PROBLEM: Please return each of the entries exactly, minus their pictures.

SUPPLIED DATA Block Start

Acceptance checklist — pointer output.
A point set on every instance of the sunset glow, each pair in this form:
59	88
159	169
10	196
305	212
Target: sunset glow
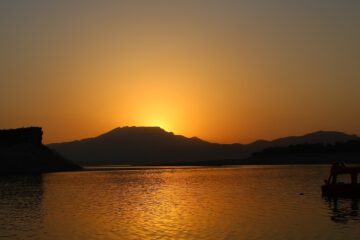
216	71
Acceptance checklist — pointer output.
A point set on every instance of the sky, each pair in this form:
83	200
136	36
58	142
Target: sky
225	71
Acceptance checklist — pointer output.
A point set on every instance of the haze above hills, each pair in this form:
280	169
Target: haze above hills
153	145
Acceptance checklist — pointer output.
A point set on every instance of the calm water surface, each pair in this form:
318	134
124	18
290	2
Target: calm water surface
248	202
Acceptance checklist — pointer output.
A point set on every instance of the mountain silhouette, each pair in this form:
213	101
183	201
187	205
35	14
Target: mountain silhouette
153	145
22	151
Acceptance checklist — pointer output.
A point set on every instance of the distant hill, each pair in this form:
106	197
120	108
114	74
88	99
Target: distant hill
22	151
143	145
153	145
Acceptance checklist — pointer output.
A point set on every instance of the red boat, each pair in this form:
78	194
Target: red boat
335	188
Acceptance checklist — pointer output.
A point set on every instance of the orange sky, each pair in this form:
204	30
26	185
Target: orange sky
224	71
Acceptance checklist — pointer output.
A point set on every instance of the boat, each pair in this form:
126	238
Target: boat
335	188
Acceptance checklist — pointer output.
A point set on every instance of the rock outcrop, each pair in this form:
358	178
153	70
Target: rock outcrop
22	151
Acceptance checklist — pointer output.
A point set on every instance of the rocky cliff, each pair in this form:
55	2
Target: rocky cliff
22	151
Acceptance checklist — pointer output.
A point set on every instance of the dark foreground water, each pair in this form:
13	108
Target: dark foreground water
248	202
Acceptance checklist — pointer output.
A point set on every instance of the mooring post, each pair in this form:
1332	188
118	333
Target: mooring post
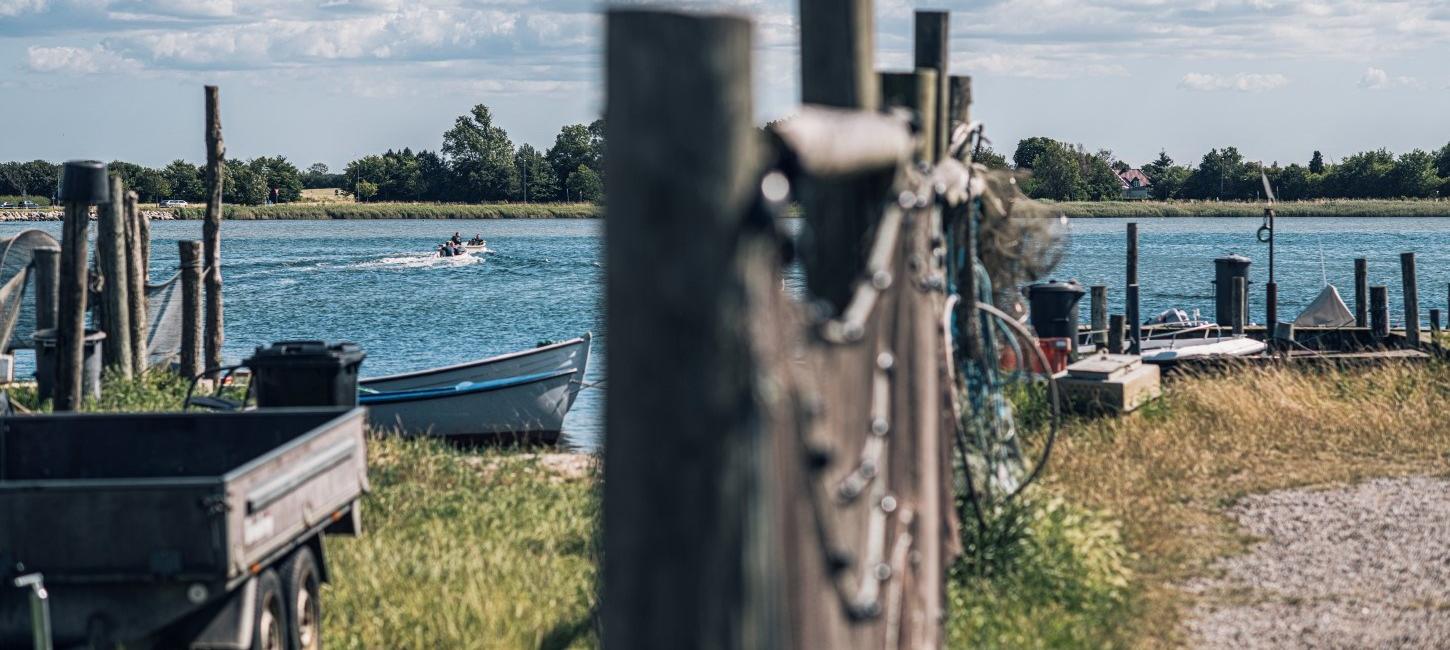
84	183
934	52
1115	325
1407	274
1379	312
1134	321
137	272
212	228
917	92
190	254
1360	292
1099	317
686	511
115	290
837	45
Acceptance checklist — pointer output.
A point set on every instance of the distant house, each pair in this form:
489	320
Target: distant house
1136	184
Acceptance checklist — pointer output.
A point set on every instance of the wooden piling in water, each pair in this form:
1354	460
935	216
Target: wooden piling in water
1411	293
1099	315
115	290
190	256
1360	292
1379	312
212	228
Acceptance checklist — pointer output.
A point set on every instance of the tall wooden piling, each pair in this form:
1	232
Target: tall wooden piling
115	293
688	560
138	235
1360	292
1099	317
837	47
212	228
1379	312
190	256
1411	292
933	51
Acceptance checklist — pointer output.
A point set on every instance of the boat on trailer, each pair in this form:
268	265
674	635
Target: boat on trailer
514	398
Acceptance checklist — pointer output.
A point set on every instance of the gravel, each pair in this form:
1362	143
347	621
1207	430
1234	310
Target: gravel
1365	566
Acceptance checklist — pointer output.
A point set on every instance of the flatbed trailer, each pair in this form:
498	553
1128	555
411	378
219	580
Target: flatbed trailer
174	530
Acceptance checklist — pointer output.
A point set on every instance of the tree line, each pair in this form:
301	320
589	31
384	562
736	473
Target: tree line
477	163
1062	171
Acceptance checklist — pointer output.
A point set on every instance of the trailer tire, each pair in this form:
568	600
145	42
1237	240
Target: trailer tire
302	588
270	614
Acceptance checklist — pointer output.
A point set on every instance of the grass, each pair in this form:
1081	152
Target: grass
1353	208
400	211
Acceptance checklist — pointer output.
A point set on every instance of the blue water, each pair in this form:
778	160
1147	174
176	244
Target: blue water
373	282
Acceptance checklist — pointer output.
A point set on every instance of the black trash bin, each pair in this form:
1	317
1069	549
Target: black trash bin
306	373
1053	308
1225	269
45	359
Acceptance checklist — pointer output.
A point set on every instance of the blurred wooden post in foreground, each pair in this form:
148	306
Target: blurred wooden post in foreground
212	228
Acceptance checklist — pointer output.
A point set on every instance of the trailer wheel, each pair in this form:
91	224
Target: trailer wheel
270	618
303	591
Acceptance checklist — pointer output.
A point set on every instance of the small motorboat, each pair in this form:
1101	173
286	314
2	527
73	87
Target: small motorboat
514	398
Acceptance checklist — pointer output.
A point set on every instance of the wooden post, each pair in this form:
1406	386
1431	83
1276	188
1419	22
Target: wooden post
47	286
934	52
1379	312
917	92
1099	317
1237	314
837	45
138	232
190	254
1134	321
1407	273
212	228
110	261
686	557
1360	292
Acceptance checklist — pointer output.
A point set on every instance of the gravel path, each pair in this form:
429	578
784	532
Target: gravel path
1365	566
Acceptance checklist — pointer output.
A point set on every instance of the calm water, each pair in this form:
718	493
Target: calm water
374	283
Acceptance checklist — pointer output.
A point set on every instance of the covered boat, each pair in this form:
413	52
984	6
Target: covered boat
514	398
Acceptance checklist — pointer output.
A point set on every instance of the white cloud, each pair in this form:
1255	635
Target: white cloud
77	60
1378	79
1243	81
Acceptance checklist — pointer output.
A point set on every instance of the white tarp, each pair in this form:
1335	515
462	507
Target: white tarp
1326	311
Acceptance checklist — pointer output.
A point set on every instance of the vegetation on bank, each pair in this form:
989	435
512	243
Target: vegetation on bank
1346	208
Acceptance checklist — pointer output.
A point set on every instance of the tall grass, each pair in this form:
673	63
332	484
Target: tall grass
402	211
1350	208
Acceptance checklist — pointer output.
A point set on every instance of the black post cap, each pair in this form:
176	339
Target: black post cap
84	182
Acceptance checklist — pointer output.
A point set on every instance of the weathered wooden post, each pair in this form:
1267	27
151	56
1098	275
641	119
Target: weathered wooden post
688	560
1379	312
138	235
934	52
837	45
1099	317
1407	274
84	184
1236	314
212	227
190	254
1360	292
1115	327
110	261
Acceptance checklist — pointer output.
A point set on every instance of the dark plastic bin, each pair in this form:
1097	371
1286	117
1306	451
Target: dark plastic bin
45	359
306	373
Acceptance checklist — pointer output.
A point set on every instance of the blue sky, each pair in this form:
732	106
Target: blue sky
331	80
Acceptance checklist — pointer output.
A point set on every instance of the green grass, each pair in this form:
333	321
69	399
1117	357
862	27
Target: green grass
402	211
1350	208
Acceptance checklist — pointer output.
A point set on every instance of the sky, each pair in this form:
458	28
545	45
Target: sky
332	80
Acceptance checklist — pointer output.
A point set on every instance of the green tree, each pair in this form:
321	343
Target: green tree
480	157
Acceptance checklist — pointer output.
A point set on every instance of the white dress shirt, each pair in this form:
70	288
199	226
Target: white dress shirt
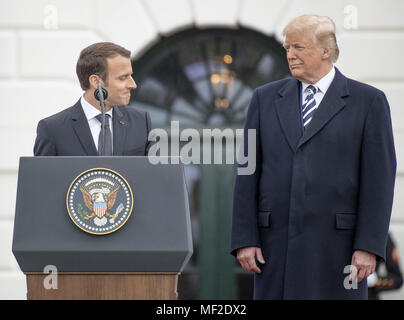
322	85
95	126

SUPPLIED DATA Block End

ANSWER BOX:
Acceptance checklist — pointer output.
A point set on every instance of the sunset glow, each pair in this form:
59	88
159	169
10	196
305	212
Target: sunset glow
216	71
Acceptance checklist — pointer output.
A point set on every instance of the sky, each pair in this form:
83	200
136	36
58	142
Target: sky
225	71
Acceptance checklist — pointer output.
A point set on every instance of the haze above hills, each pair in this form:
280	169
Target: haze above hills
153	145
Acceptance checklist — pointer output.
A point set on every instance of the calm water surface, each pair in this form:
318	134
124	18
290	2
Target: calm water surface
248	202
Acceptance checklist — pointer output.
A point set on every instance of the mountain silhouette, each pair in this form:
213	101
183	201
187	205
35	14
Target: mountain silhouette
153	145
22	151
Acceptance checklist — pointer output.
A point set on every instance of the distant hill, each pair in this form:
106	197
120	108
114	74
88	99
Target: distant hill
22	151
143	145
153	145
Acceptance checklist — pointer output.
A point set on every instance of the red boat, each pair in this form:
78	194
Target: red boat
335	188
Acceptance checklist — pointer output.
A point set on every instance of the orange sky, each pair in this form:
204	30
26	185
Target: orange sky
224	71
Acceptance checklist — pointer output.
A point set on every instance of the boat, each pair in this form:
126	238
Target: boat
335	188
Acceptance checklist — pointer output.
A point set on every instance of the rock outcrop, each pair in this form:
358	178
153	70
Target: rock outcrop
22	151
Acceptance checklist — pointer output.
A point set on every instance of the rocky cliff, each pair in this form:
55	2
Target: rocky cliff
22	151
Acceptance checklist — pointer output.
A point set on every instance of the dark foreground water, each pair in this form:
13	108
Target: dark foreground water
248	202
Acceptance checklist — pointer output.
A point set on every instance of the mooring post, each pair in this form:
1332	188
118	333
Target: mooring post
84	183
934	52
1115	325
1407	274
1379	312
1134	321
137	272
212	228
917	92
190	254
1360	292
1099	317
686	511
115	290
837	45
Acceptance checklist — pointer output.
A point set on every instance of the distant house, each pair in this form:
489	320
Target: distant house
1136	184
Acceptance checklist — pointer output.
A point set on every instance of the wooden piling in water, each pair in this form:
1354	460
935	216
Target: wooden piling in water
1411	293
1099	315
115	290
190	256
1360	292
1379	312
212	228
Acceptance checklist — pointer output.
A point set on every instance of the tall wooden piling, each pair in this form:
1	232
Target: tall wooden piling
115	293
688	560
138	235
1360	292
1099	317
837	47
212	228
1379	312
190	256
1411	292
933	51
Acceptance checklist — pointer output.
A point set on every instance of the boat on trailer, each pair in this form:
268	265
674	635
Target: boat on trailer
514	398
Acceptance checklist — pointer output.
A point set on every instance of the gravel, each pair in this form:
1362	143
347	621
1207	430
1234	310
Target: gravel
1365	566
Acceptance checklist — pointer output.
A point set on every instance of the flatbed trailer, each pair in this form:
498	553
1128	555
411	378
219	580
Target: flatbed trailer
174	530
Acceptance checklist — pointer output.
A point set on every instance of the tree line, each pair in this form:
301	320
589	31
384	562
736	473
Target: tree line
477	163
1062	171
Acceptance checklist — pointer output.
A point set on every instance of the trailer tire, each pair in this form:
568	600
145	42
1237	240
Target: trailer tire
302	588
270	614
Acceptance checklist — pointer output.
A point set on every instance of the grass, each pair in this form:
1081	152
Target: grass
1353	208
400	211
Acceptance checklist — pointer output.
A point set on every instance of the blue water, each pair in this form:
778	160
1147	174
176	244
Target: blue water
373	282
Acceptance checklist — pointer output.
A point set on every instance of the black trash bin, each pair in this form:
1	317
1069	549
Target: black trash bin
306	373
1053	308
1225	269
45	359
Acceptance checklist — pointer output.
A point set on every instance of the blurred wooden post in foreground, each pair in this form:
148	306
Target: blurred wooden post in foreground
212	228
Acceptance checklist — pointer output.
A point set on every instance of the trailer wheel, each pair in this form:
91	224
Target: trailer wheel
270	618
303	591
Acceptance checklist — pointer output.
A point set on every instance of the small motorboat, each pair in this form:
1101	173
286	314
2	527
73	87
Target: small motorboat
514	398
Acceptance checklist — pointer output.
A point set on every instance of the wooden post, each pair in this form:
1406	386
1431	83
1276	188
1419	22
Target: wooden post
47	286
934	52
1379	312
917	92
1099	317
1237	314
837	45
138	232
190	254
1134	321
1407	273
212	228
110	261
686	557
1360	292
Acceptance checklist — pointer output.
A point set on every instance of the gravel path, each pair in this form:
429	578
784	532
Target: gravel path
1365	566
Acceptance checklist — pointer output.
A point set on every instance of the calm water, each pair in this form:
718	493
Target: calm water
374	283
Acceptance checklist — pointer output.
A point set on every instance of the covered boat, each pair in this form:
413	52
984	6
Target: covered boat
514	398
Acceptance checklist — pointer output.
A point set on every instance of the white cloud, each pair in this form:
1255	635
Target: white cloud
77	60
1378	79
1243	81
Acceptance checklist — pointer output.
A point set on every instance of the white tarp, each pair in this form:
1335	515
462	507
Target: white tarp
1326	311
Acceptance checklist — pointer output.
A point set on every instance of the vegetation on bank, each pair in this form:
989	435
512	243
Target: vegetation on bank
1346	208
Acceptance checklist — pointer output.
A point set on every instance of the tall grass, each pair in this form:
673	63
332	484
Target: tall grass
402	211
1350	208
Acceptance checklist — pointer output.
A point set on every instance of the black post cap, each pair in this form:
176	339
Target: black post cap
84	182
Acceptance checklist — pointer output.
A point set on every instance of the weathered wooden post, each pair in this form:
1267	27
151	56
1098	275
641	119
Target: weathered wooden post
688	560
1379	312
138	235
934	52
837	45
1099	317
1407	274
84	184
1236	314
212	227
190	254
1360	292
1115	327
110	261
Acceptance checklist — pointer output.
A point set on every instance of the dark plastic bin, each pair in this form:
1097	371
1286	117
1306	451
Target: dark plastic bin
45	359
306	373
Acceptance checklist — pointer output.
A point set on every instance of the blue sky, each pair in this form:
732	106
Target: blue sky
331	80
Acceptance checklist — pointer output.
A point set on every instance of the green grass, each pair in this form:
333	321
69	399
1117	357
862	27
Target: green grass
402	211
1350	208
Acceptance checklist — pointer output.
A point set on every instance of the sky, each pair in this form:
458	28
545	45
Target: sky
332	80
Acceptance checklist — pointer output.
A point set on every instance of the green tree, each pair in this form:
321	343
Target: green tree
480	157
Acceptance checklist — pointer output.
A point set on every instance of the white dress shirt, each pair in this form:
70	288
199	226
Target: white dress shirt
322	85
95	126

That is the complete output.